I'm talking about traction-limited speed through corners, not straight-line. With AWD, there are no straight- line traction issues.

Looking at the tread wear indicator is a good general indicator of high temperature traction. The PSS is 300, RE11 is 200, and AD08R is 180.


----------



## SKNKWRX (Sep 27, 1999)

I can only compare my RE-11s to the Toyo Proxes that came stock. Proxes lasted one summer RE-11 have gone much farther grip better more feedback at the limit and cost half. Everyone with the PSS seems to love them also.


----------



## TTRStud (Jul 18, 2013)

Marty said:


> I'm talking about traction-limited speed through corners, not straight-line. With AWD, there are no straight- line traction issues.
> 
> Looking at the tread wear indicator is a good general indicator of high temperature traction. The PSS is 300, RE11 is 200, and AD08R is 180.


Agreed...I always look at the tread wear number...iirc, the ps2's that came on my 1M were rated at 140 or 180...they were supposed to be sticky crazy!



SKNKWRX said:


> I can only compare my RE-11s to the Toyo Proxes that came stock. Proxes lasted one summer RE-11 have gone much farther grip better more feedback at the limit and cost half. Everyone with the PSS seems to love them also.

(MATERIAL PROVIDED):
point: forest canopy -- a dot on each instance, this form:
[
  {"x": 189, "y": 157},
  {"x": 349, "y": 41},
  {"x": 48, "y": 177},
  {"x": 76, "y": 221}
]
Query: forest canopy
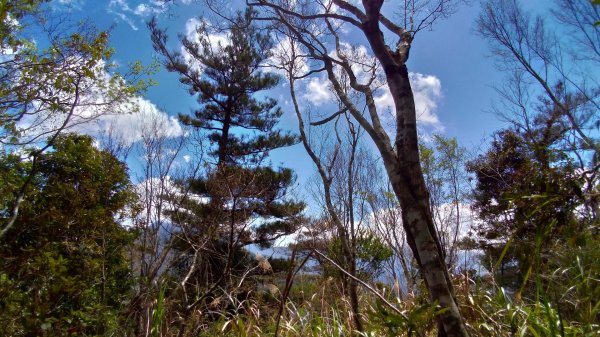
[{"x": 299, "y": 168}]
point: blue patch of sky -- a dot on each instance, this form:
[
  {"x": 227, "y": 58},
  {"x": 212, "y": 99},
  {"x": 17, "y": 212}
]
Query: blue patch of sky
[{"x": 450, "y": 51}]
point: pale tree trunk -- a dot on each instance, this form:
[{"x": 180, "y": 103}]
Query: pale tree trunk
[{"x": 402, "y": 160}]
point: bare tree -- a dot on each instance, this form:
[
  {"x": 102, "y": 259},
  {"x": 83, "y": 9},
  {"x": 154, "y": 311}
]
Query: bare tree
[
  {"x": 316, "y": 28},
  {"x": 558, "y": 66}
]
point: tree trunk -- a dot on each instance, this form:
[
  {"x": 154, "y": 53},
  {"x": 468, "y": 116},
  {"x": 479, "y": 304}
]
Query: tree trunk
[{"x": 406, "y": 177}]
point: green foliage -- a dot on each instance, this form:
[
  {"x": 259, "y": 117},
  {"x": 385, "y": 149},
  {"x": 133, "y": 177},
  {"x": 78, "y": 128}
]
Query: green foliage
[
  {"x": 64, "y": 263},
  {"x": 241, "y": 200},
  {"x": 42, "y": 82},
  {"x": 522, "y": 187}
]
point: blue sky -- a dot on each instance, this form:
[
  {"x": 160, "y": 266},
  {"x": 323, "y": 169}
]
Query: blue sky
[{"x": 454, "y": 71}]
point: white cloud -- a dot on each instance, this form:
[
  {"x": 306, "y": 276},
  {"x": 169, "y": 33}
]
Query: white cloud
[
  {"x": 131, "y": 127},
  {"x": 427, "y": 92},
  {"x": 96, "y": 111},
  {"x": 67, "y": 4},
  {"x": 130, "y": 15},
  {"x": 191, "y": 33},
  {"x": 318, "y": 92},
  {"x": 281, "y": 55}
]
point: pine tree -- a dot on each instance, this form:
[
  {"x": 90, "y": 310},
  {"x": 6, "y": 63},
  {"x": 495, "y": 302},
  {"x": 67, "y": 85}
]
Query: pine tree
[{"x": 243, "y": 199}]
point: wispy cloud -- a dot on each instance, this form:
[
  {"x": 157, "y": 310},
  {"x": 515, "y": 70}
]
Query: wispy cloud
[
  {"x": 427, "y": 92},
  {"x": 135, "y": 13}
]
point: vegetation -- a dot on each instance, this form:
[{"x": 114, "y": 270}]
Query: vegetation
[{"x": 418, "y": 238}]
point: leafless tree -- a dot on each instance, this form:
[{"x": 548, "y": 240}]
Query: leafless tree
[
  {"x": 552, "y": 76},
  {"x": 317, "y": 28}
]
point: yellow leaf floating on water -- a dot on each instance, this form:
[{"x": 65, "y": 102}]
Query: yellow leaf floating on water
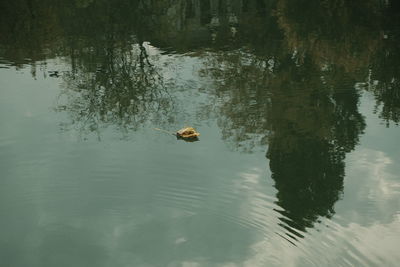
[{"x": 187, "y": 132}]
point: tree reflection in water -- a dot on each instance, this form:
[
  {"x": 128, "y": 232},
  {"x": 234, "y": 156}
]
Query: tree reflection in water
[{"x": 284, "y": 72}]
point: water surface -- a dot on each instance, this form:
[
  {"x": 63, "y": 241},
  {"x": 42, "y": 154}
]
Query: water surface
[{"x": 297, "y": 162}]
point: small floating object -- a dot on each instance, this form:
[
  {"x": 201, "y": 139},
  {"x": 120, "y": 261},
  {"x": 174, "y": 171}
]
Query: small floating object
[{"x": 187, "y": 133}]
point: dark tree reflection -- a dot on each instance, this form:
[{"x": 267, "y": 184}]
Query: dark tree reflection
[
  {"x": 126, "y": 90},
  {"x": 283, "y": 74}
]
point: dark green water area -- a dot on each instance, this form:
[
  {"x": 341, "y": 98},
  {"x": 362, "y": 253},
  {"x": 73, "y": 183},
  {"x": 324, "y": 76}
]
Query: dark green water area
[{"x": 298, "y": 107}]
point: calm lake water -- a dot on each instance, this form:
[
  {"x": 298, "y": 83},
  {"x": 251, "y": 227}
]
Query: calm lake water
[{"x": 297, "y": 103}]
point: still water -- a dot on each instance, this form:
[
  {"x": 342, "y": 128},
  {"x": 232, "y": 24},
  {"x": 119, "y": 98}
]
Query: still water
[{"x": 297, "y": 103}]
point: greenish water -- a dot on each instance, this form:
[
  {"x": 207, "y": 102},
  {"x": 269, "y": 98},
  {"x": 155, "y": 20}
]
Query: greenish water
[{"x": 297, "y": 103}]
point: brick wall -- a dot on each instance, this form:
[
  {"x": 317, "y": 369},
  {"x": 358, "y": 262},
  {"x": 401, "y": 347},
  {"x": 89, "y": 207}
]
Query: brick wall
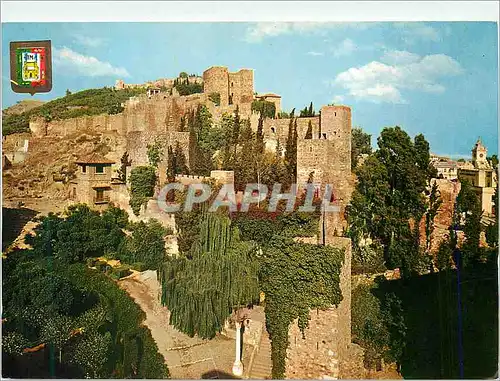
[{"x": 325, "y": 348}]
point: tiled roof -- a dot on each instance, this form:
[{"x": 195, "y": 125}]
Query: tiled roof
[{"x": 93, "y": 158}]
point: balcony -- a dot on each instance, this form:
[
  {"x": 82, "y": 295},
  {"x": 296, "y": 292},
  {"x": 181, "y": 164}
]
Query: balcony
[{"x": 101, "y": 200}]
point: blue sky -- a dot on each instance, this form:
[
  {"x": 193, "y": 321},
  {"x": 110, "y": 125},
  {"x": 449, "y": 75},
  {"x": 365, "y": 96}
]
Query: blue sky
[{"x": 439, "y": 79}]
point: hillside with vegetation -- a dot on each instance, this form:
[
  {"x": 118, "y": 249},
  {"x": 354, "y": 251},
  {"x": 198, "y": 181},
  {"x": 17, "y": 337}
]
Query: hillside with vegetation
[
  {"x": 87, "y": 102},
  {"x": 63, "y": 314},
  {"x": 22, "y": 106}
]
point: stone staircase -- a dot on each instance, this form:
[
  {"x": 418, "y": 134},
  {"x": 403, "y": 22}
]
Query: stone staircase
[{"x": 262, "y": 364}]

(REQUEST 1): Summarize the tire forum thread in two sentences.
(REQUEST 2): In the tire forum thread, what treadwear rating is given for the AD08R?
(REQUEST 3): Write the next part of the tire forum thread, picking up after the final quoted post.

(EXERCISE ANSWER 1): One poster says the concern is traction-limited speed through corners rather than straight-line traction, which AWD removes, and treats the treadwear rating as a general indicator of high-temperature traction, citing 300 for the PSS, 200 for the RE11, and 180 for the AD08R. Another reports that RE-11s lasted much longer than the stock Toyo Proxes, gripped better, gave more feedback at the limit, and cost half as much, while a third agrees about checking treadwear numbers and recalls that the PS2s on a 1M were rated 140 or 180.

(EXERCISE ANSWER 2): 180.

(EXERCISE ANSWER 3):
This is going to be a tough decision...but I feel that both are great choices.


----------



## i0n (Oct 29, 2012)

Marty said:


> Long story short, do not run PSS on the track.


I think Michelin marketed the PSS as a trackable tire. I think they're also an OE option on some Ferrari's (like the 458 and 599).

When they launched the tire, Michelin let reviewers drive some very expensive fast cars on the track with PSS tires: http://www.tirerack.com/tires/tests/testDisplay.jsp?ttid=141

There are also several TT owners who track their cars with PSS tires (this thread has some good info: http://forums.vwvortex.com/showthread.php?5986137-Michelin-Pilot-Super-Sport-(PSS)-short-review).

While the PSS's may not outperform a track/autocross only tire, I think they're the best option if you want to daily drive and track the same set of tires.


----------



## jaybyme (Aug 29, 2012)

I also have the PSS's on mine in the Summer,and find them to be a great tyre for road and occasional track use.
This April I will try the Dunlop Sport Maxx Race,which are a standard optional extra here in Europe, so AO marked
If the newer Michelin Cup 2's are available in the correct size I will try them,as they are meant to be really good going by early test reports.


----------



## Marty (Jul 14, 2000)

i0n said:


> I think Michelin marketed the PSS as a trackable tire. I think they're also an OE option on some Ferrari's (like the 458 and 599).
> 
> When they launched the tire, Michelin let reviewers drive some very expensive fast cars on the track with PSS tires: http://www.tirerack.com/tires/tests/testDisplay.jsp?ttid=141
> 
> ...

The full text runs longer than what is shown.